What to do ->
From the first line to the last, copy the data exactly.

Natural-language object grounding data
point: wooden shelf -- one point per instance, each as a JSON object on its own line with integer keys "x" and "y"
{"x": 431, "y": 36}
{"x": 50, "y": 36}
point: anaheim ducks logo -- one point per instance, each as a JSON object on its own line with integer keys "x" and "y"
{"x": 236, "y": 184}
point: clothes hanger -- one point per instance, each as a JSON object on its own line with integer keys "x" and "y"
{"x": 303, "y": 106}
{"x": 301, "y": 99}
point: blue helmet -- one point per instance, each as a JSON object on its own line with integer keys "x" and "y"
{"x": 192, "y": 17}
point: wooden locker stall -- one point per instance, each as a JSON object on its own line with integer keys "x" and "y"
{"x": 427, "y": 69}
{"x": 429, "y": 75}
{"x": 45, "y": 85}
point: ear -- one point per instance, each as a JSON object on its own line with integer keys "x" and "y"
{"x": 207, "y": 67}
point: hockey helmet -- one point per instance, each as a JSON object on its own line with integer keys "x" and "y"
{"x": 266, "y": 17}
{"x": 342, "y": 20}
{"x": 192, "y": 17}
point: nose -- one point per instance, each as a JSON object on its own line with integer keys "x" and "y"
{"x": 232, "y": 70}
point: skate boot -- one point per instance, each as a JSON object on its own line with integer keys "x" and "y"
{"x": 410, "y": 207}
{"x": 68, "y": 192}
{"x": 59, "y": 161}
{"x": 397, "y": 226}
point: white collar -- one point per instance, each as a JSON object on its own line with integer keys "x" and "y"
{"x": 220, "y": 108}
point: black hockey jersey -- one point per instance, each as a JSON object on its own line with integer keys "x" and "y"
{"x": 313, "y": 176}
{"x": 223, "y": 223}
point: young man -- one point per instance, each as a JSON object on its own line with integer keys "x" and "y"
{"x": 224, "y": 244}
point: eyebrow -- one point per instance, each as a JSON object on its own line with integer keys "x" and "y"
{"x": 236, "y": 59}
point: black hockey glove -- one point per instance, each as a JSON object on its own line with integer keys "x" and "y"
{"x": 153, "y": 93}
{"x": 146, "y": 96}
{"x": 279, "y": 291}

Written reply ->
point: wooden shelf -- one point per instance, each as a JSON object on its own line with integer keys "x" and "y"
{"x": 431, "y": 36}
{"x": 50, "y": 36}
point: anaheim ducks logo -- one point per instance, each as a JSON object on its own line with integer keys "x" and "y"
{"x": 236, "y": 184}
point: clothes hanger -- one point per instance, each as a JSON object on its own line with integer keys "x" and "y"
{"x": 303, "y": 106}
{"x": 301, "y": 99}
point: blue helmet -- one point per instance, each as a JSON object on its own line with integer keys "x" and "y"
{"x": 192, "y": 17}
point: wooden locker stall -- one point per instance, each as a JSON object on its own line with integer keys "x" and "y"
{"x": 427, "y": 69}
{"x": 429, "y": 75}
{"x": 45, "y": 85}
point: ear -- one point per instance, each as a JSON object on its own line with integer keys "x" and "y"
{"x": 207, "y": 67}
point: hockey helmet -- one point per instance, each as a JSON object on its own line with integer keys "x" and "y"
{"x": 266, "y": 17}
{"x": 342, "y": 20}
{"x": 192, "y": 17}
point: nose -- one point per instance, each as a JSON object on its own line with integer keys "x" and "y"
{"x": 232, "y": 70}
point: skate boot -- one point per instance, each as a JSON object on its own line with integer keys "x" and "y"
{"x": 410, "y": 207}
{"x": 68, "y": 192}
{"x": 59, "y": 161}
{"x": 397, "y": 226}
point: white collar -- one point per instance, each as a JSON object on its own line with integer keys "x" and "y"
{"x": 220, "y": 108}
point: black hockey jersey -- one point per instance, each as a JSON object on its own line with integer keys "x" and "y"
{"x": 313, "y": 176}
{"x": 223, "y": 223}
point: young man -- one point per instance, each as a JSON object on its own line with integer keys "x" and "y"
{"x": 224, "y": 244}
point: eyebrow -- one point per instance, each as a JSON object on its own line with integer keys "x" and "y"
{"x": 236, "y": 59}
point: black hockey glove -- one point per instance, each as a JSON object on its own line with integer keys "x" and "y"
{"x": 153, "y": 93}
{"x": 146, "y": 96}
{"x": 279, "y": 291}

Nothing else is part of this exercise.